[Point annotation records]
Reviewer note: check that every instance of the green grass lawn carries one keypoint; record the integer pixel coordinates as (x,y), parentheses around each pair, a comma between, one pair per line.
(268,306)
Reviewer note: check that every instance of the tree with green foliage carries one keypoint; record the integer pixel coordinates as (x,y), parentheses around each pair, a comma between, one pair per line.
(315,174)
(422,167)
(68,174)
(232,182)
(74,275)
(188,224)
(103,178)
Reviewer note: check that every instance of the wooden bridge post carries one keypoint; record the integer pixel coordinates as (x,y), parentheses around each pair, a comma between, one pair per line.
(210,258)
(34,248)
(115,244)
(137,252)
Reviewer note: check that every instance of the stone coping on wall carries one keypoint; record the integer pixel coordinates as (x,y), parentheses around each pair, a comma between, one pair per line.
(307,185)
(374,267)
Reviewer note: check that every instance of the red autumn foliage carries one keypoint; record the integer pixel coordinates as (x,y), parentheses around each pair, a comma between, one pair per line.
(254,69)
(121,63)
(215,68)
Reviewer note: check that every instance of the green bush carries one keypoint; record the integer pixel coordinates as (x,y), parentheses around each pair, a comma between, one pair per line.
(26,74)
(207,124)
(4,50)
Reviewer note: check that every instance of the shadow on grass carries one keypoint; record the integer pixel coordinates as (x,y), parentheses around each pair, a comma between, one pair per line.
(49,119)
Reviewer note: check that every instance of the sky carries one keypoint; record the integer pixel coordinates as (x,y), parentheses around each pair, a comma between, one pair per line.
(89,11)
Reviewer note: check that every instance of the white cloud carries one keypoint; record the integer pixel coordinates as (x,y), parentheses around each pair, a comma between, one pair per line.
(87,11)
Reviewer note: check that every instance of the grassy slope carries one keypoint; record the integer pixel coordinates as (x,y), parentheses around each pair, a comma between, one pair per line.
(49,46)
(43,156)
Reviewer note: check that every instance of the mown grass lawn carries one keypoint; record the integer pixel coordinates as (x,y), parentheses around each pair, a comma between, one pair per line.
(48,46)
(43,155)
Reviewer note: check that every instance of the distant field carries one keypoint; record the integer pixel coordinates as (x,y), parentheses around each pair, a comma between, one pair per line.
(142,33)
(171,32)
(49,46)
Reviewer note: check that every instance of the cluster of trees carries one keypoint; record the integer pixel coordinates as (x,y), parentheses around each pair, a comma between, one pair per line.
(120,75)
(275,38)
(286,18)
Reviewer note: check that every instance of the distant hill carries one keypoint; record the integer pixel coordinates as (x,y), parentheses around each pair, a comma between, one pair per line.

* TO DO: Extract every line above exactly as it stands.

* RESPONSE FOR THIS EXERCISE:
Reviewer note: check that every instance of the green grass lawn carries one keypoint; record the integer pixel coordinates as (x,y), parentheses around each pair, a comma between, one pair per line.
(268,306)
Reviewer note: check that every instance of the tree with green foliage carries one keypoint; record the integer pixel coordinates as (x,y), parentheses around each pair, a comma between, one pair per line.
(315,174)
(422,167)
(68,174)
(232,182)
(74,275)
(188,224)
(103,178)
Reviewer note: check that every instance of the wooden bridge post carries one keypoint; record the integer pixel coordinates as (x,y), parentheses around each pair, a comma between, one pair per line.
(210,258)
(34,248)
(115,244)
(137,252)
Reviewer note: check that every instance of the stone coping on wall carries one keypoint; record the integer pixel coordinates as (x,y), parentheses around each pair, a comma between, one pair per line.
(307,185)
(374,267)
Reviewer note: check that every instance of the red autumn foliage carries one keypoint; record the integer pixel coordinates as (x,y), parentheses around each pair, a comma between, one pair per line.
(254,69)
(121,63)
(215,68)
Reviewer note: check that every instance of the green bush carries one keypoint; record the integer pixel coordinates as (x,y), parentheses around each pair, a comma between, one pair per line.
(26,74)
(207,124)
(4,50)
Reviewer note: check that every instance of the shadow on grass carries one keypoint; record the integer pixel coordinates as (x,y), parentheses around each pair, a comma between, one pair per line.
(49,119)
Reviewer note: check that every instance of the sky carries one keypoint; record the integer pixel coordinates as (x,y), parentheses around each pair, a comma between, one pair per line.
(89,11)
Reviewer note: check that every instance of the white cloud carries one keypoint; record the integer pixel coordinates as (x,y), parentheses around each pair, a comma between, one pair per line.
(87,11)
Reviewer note: check that every instance of the grassy slope carries one keypoint; record the integer pixel coordinates as (x,y), parentheses around each pair, a comma between, one pair per line.
(49,46)
(43,156)
Reviewer note: check that every instance of the mown grass lawn carries one keypoint; record the integer pixel coordinates as (x,y), parentheses around each pair, a comma between, one pair per line.
(48,46)
(43,155)
Reviewer note: check that every instance of the distant field carries one keypoint; record the integer pixel coordinates as (x,y), parentheses around each pair, a comma between, one pair per line.
(142,33)
(171,32)
(49,46)
Reviewer note: check that every instance of the cluster of trees carries one keypoint; record the integer pixel coordinates as (x,y), parentheses around each pair, a comma between, one pair per line.
(120,75)
(275,38)
(286,18)
Reviewer note: check that every instance of the distant hill carries one keypoint; record the integer pixel coordinates as (x,y), parentheses around each pair, a comma between, one pair per line.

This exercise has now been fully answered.